BEGIN RECORDS

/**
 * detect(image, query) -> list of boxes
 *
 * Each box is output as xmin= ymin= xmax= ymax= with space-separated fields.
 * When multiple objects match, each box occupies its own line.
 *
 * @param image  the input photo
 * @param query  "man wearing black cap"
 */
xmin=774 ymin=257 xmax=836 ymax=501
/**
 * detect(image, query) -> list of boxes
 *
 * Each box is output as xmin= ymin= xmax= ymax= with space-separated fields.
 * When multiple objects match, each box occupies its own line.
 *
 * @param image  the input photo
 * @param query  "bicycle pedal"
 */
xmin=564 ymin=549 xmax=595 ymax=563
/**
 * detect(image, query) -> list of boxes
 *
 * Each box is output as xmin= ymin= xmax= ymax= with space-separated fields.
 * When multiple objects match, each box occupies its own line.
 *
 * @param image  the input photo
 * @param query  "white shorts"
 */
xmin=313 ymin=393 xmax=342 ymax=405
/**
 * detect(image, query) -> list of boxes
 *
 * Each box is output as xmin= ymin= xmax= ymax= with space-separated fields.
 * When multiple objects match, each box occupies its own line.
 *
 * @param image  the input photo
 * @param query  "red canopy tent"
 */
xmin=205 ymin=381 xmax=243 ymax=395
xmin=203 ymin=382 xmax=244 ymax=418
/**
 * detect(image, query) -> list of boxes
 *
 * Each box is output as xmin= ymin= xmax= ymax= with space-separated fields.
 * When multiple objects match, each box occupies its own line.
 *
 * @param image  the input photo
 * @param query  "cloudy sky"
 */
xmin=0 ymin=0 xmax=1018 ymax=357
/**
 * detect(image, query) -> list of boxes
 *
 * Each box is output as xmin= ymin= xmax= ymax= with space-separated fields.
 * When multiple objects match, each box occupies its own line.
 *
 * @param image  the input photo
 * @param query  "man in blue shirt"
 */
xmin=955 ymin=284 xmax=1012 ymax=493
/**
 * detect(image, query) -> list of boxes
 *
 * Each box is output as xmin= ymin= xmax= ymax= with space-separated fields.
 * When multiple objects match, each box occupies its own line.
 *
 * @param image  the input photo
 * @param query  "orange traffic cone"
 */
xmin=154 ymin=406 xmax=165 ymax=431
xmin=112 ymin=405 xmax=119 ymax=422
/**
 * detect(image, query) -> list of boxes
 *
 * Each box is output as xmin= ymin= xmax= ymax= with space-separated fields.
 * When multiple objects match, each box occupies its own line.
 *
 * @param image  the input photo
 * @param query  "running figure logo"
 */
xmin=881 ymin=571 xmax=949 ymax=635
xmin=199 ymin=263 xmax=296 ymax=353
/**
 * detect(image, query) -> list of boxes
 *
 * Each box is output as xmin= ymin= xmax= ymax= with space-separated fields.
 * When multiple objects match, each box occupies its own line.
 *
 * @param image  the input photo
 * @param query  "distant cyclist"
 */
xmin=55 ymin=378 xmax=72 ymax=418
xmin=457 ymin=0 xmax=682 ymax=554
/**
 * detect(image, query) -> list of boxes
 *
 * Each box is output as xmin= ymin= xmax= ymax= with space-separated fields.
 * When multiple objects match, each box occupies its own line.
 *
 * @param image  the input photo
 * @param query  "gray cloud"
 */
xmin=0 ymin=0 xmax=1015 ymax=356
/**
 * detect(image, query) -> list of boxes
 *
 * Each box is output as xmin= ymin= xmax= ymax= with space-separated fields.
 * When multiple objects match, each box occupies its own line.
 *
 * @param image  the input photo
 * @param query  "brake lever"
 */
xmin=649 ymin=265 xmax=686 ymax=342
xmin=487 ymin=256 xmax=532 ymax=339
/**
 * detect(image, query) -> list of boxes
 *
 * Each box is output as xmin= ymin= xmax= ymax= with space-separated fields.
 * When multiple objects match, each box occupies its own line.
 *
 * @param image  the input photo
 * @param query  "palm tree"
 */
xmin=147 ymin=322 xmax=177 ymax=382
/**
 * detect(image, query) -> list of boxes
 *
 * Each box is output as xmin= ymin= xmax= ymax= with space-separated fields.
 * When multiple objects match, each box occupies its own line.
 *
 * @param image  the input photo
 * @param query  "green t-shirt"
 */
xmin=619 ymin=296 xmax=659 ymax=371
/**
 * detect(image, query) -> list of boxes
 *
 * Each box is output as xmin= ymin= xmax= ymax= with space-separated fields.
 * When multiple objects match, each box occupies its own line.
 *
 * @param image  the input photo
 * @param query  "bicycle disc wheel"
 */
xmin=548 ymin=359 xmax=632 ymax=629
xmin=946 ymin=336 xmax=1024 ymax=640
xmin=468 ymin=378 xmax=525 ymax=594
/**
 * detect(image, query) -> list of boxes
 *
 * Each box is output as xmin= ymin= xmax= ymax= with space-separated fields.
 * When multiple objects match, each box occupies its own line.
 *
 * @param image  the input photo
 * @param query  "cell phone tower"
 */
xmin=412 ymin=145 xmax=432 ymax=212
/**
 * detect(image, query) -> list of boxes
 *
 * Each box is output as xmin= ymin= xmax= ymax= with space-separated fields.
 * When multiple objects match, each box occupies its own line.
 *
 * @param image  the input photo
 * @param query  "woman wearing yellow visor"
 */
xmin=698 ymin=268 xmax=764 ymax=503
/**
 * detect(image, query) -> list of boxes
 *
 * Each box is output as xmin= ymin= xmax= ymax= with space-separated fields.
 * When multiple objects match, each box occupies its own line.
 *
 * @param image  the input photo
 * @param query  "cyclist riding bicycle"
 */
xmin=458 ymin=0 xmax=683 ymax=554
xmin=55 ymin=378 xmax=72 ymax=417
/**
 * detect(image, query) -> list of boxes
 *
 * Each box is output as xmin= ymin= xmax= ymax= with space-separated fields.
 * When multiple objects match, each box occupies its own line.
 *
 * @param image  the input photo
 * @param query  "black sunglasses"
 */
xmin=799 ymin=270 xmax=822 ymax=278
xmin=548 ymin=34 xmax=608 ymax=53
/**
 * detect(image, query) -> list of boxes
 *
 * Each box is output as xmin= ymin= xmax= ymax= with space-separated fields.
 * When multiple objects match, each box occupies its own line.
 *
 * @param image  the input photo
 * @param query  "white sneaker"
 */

END RECORDS

__EXERCISE DETAILS__.
An exact repeat of all the entries above is required.

__SOLVED PROBLEM__.
/**
 * detect(image, query) -> list of boxes
 *
 * Each box is output as xmin= ymin= xmax= ymax= with space-separated fields.
 * When multiple objects match, each box occupies its own line.
 *
 * @param image  the input photo
 * @param query  "man wearing black cap"
 */
xmin=774 ymin=257 xmax=836 ymax=501
/**
 * detect(image, query) -> list of boxes
 *
 * Each box is output as xmin= ymin= xmax= ymax= with space-separated fields.
 * When multiple objects match, each box occupies its own line.
 *
 * @param image  the input photo
 * @param query  "bicycle pedal"
 */
xmin=564 ymin=549 xmax=595 ymax=563
/**
 * detect(image, query) -> list of boxes
 *
 * Each box is output as xmin= ymin= xmax= ymax= with space-separated fields.
 * When multiple objects match, each box occupies its own line.
 *
 * @param image  the input photo
 * @param query  "white shorts"
 */
xmin=313 ymin=393 xmax=342 ymax=405
/**
 * detect(image, query) -> list of boxes
 *
 * Each box is output as xmin= ymin= xmax= ymax= with space-separated fields.
 * When multiple objects match, each box occupies its own line.
 *
 * @param image  the input photo
 * @param query  "red canopy tent"
 */
xmin=205 ymin=381 xmax=243 ymax=395
xmin=203 ymin=382 xmax=244 ymax=418
/**
 * detect(image, query) -> list of boxes
 *
 * Each box is output as xmin= ymin= xmax= ymax= with space-separated fields.
 * When multiple objects match, each box occupies its own line.
 *
 * @param image  the input photo
 * @param query  "cloudy sky"
 */
xmin=0 ymin=0 xmax=1018 ymax=357
/**
 * detect(image, query) -> list of boxes
 *
 * Each box is output as xmin= ymin= xmax= ymax= with space-separated fields.
 * When multiple objects match, each box occupies its own line.
 *
 * @param image  the input photo
 * @param query  "man in blue shirt"
 */
xmin=955 ymin=284 xmax=1012 ymax=493
/**
 * detect(image, query) -> list of boxes
 *
 * Each box is output as xmin= ymin= xmax= ymax= with space-separated fields.
 * When multiple objects match, each box occupies its own line.
 *
 * @param image  the input photo
 * @param query  "orange traffic cone"
 */
xmin=154 ymin=406 xmax=165 ymax=431
xmin=112 ymin=405 xmax=119 ymax=422
/**
 * detect(image, query) -> list of boxes
 *
 * Each box is output as xmin= ymin= xmax= ymax= with space-separated fields.
 * When multiple objects match, each box occupies its own line.
 *
 * @param image  the input photo
 * @param query  "running figure logo"
 */
xmin=881 ymin=571 xmax=949 ymax=635
xmin=199 ymin=263 xmax=296 ymax=353
/**
 * detect(image, query) -> list of boxes
 *
 * Each box is output as xmin= ymin= xmax= ymax= with space-separated fields.
 * When multiple objects match, each box occupies its own line.
 *
 * @param image  the input photo
 * @param query  "distant cyclist"
 */
xmin=55 ymin=378 xmax=72 ymax=418
xmin=457 ymin=0 xmax=682 ymax=554
/**
 * detect(image, query) -> list of boxes
 *
 * Each box is output as xmin= ymin= xmax= ymax= with space-separated fields.
 * When multiple objects match, each box occupies its own line.
 *
 * @param image  the input photo
 * @param query  "gray cloud"
 */
xmin=0 ymin=0 xmax=1015 ymax=356
/**
 * detect(image, query) -> list of boxes
 *
 * Each box is output as xmin= ymin= xmax= ymax= with space-separated fields.
 * When multiple objects match, each box occupies its own line.
 *
 * @param image  the input photo
 * @param query  "brake lever"
 */
xmin=649 ymin=265 xmax=686 ymax=342
xmin=487 ymin=256 xmax=532 ymax=339
/**
 * detect(image, query) -> list of boxes
 *
 * Each box is output as xmin= ymin= xmax= ymax= with space-separated fields.
 * When multiple objects match, each box occupies its own line.
 *
 * @param image  the input photo
 * @param query  "palm tree"
 */
xmin=147 ymin=322 xmax=177 ymax=382
/**
 * detect(image, query) -> list of boxes
 *
 * Each box is output as xmin= ymin= xmax= ymax= with space-separated fields.
 * When multiple objects match, each box occupies its own line.
 *
 * @param image  the input photo
 * @param query  "green t-shirt"
 */
xmin=619 ymin=296 xmax=659 ymax=371
/**
 * detect(image, query) -> list of boxes
 *
 * Each box is output as xmin= ymin= xmax= ymax= with space-separated fields.
 * When multiple objects match, each box occupies its own line.
 *
 * @param image  the input photo
 * @param query  "bicycle disc wheel"
 */
xmin=548 ymin=359 xmax=632 ymax=629
xmin=946 ymin=336 xmax=1024 ymax=640
xmin=468 ymin=378 xmax=525 ymax=594
/**
 * detect(image, query) -> list of boxes
 *
 * Each box is output as xmin= ymin= xmax= ymax= with space-separated fields.
 * When multiple objects match, each box occupies its own line.
 *
 * @param image  the input photo
 * @param query  "cell phone tower"
 */
xmin=412 ymin=145 xmax=432 ymax=212
/**
 * detect(image, query) -> list of boxes
 *
 * Each box is output as xmin= ymin= xmax= ymax= with space-separated fields.
 * When multiple objects match, each box occupies its own line.
 *
 * @param image  the input photo
 * @param query  "woman wearing yellow visor"
 */
xmin=698 ymin=268 xmax=764 ymax=503
/**
 * detect(image, query) -> list of boxes
 *
 * Each box is output as xmin= ymin= xmax= ymax= with space-separated fields.
 * When multiple objects match, each box occupies its own line.
 *
 * @param image  the input photo
 * @param query  "cyclist riding bicycle"
 */
xmin=458 ymin=0 xmax=683 ymax=554
xmin=55 ymin=378 xmax=72 ymax=417
/**
 * detect(image, query) -> list of boxes
 *
 * Each box is output as xmin= ymin= xmax= ymax= with space-separated fields.
 * When multiple objects match, each box occupies its own line.
 *
 * @param image  the input photo
 * @param query  "black sunglasses"
 */
xmin=799 ymin=270 xmax=822 ymax=278
xmin=548 ymin=34 xmax=608 ymax=53
/**
 * detect(image, query) -> list of boxes
 *
 * Each box is output as xmin= ymin= xmax= ymax= with space-separated fields.
 * When multiple objects match, each box occupies its own line.
 *
 * @param image  the input photo
 * @param query  "white sneaker"
 */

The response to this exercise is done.